[Dataset entries]
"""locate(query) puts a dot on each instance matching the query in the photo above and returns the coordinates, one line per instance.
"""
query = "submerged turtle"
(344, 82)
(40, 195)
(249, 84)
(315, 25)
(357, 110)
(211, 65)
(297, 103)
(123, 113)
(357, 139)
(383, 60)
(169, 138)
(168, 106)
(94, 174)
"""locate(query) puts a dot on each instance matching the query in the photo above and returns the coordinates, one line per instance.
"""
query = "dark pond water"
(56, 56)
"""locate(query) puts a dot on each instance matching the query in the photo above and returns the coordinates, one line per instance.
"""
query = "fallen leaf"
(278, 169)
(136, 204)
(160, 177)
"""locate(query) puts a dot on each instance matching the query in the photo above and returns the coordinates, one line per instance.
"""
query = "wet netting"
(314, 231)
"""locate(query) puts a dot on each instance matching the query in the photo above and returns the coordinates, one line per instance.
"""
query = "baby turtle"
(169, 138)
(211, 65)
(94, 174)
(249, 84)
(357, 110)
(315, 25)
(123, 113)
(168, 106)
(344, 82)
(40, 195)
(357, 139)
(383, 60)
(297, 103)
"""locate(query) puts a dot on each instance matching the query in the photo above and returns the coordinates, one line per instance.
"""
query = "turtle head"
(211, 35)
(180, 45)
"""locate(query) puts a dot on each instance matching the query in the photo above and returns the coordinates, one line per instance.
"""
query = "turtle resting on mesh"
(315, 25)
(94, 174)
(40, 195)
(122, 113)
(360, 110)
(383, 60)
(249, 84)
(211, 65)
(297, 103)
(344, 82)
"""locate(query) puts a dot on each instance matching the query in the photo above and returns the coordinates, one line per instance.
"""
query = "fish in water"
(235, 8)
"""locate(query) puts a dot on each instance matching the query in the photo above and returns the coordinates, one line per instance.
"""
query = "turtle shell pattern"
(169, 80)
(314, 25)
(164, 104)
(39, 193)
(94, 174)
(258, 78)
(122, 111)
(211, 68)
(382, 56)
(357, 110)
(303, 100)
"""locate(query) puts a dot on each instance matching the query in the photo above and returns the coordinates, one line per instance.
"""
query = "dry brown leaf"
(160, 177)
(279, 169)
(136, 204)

# The problem
All of the entries must be printed again exactly as given.

# Task output
"""locate(query) puts a dot on each instance matching the query in the photo above and returns the coordinates, one line per instance.
"""
query = "submerged turtle"
(344, 82)
(40, 195)
(249, 84)
(315, 25)
(357, 110)
(211, 65)
(297, 103)
(123, 113)
(357, 139)
(383, 60)
(169, 138)
(168, 106)
(94, 174)
"""locate(query) puts a dot on each instance matching the query in the photo above and returns the coordinates, one line per instance.
"""
query = "dark pond water"
(56, 56)
"""locate(query) puts a dot on each instance matching the query in the photo above and returns the coordinates, one line per instance.
"""
query = "fallen leaf"
(278, 169)
(136, 204)
(160, 177)
"""locate(query) puts a dot on each instance matching the query in the photo above and returns the coordinates, one line per instance.
"""
query = "wet netting"
(314, 231)
"""locate(query) puts a dot on each instance matching the query in the photo above and returns the coordinates, one line per instance.
"""
query = "baby turtle"
(169, 138)
(211, 65)
(94, 174)
(249, 84)
(357, 110)
(315, 25)
(123, 113)
(168, 106)
(344, 82)
(40, 195)
(357, 139)
(383, 60)
(297, 103)
"""locate(query) puts a dot on each instance matching the query in the photo above and returns the coordinates, one line per instance.
"""
query = "turtle head"
(211, 35)
(180, 45)
"""locate(query) puts a dot on each instance matching the query in the photo above and returns the coordinates, one line per instance.
"""
query = "turtle resting on mesh"
(315, 25)
(94, 174)
(40, 195)
(122, 113)
(360, 110)
(383, 60)
(249, 84)
(211, 65)
(297, 103)
(344, 82)
"""locate(query) puts a dot on each instance matching the query in the photo above and returns the coordinates, one line per instance.
"""
query = "fish in water"
(235, 8)
"""locate(query) puts a dot on each instance matching the query in the photo above and returns the coordinates, one line per instance.
"""
query = "turtle shell pattern"
(169, 80)
(314, 25)
(164, 104)
(39, 193)
(94, 174)
(258, 78)
(122, 111)
(211, 68)
(382, 56)
(357, 110)
(303, 100)
"""locate(query) puts a dot on each instance matching the query in the photo above and returns the coordinates, one line per instance.
"""
query = "dry brown leaf"
(160, 177)
(279, 169)
(136, 204)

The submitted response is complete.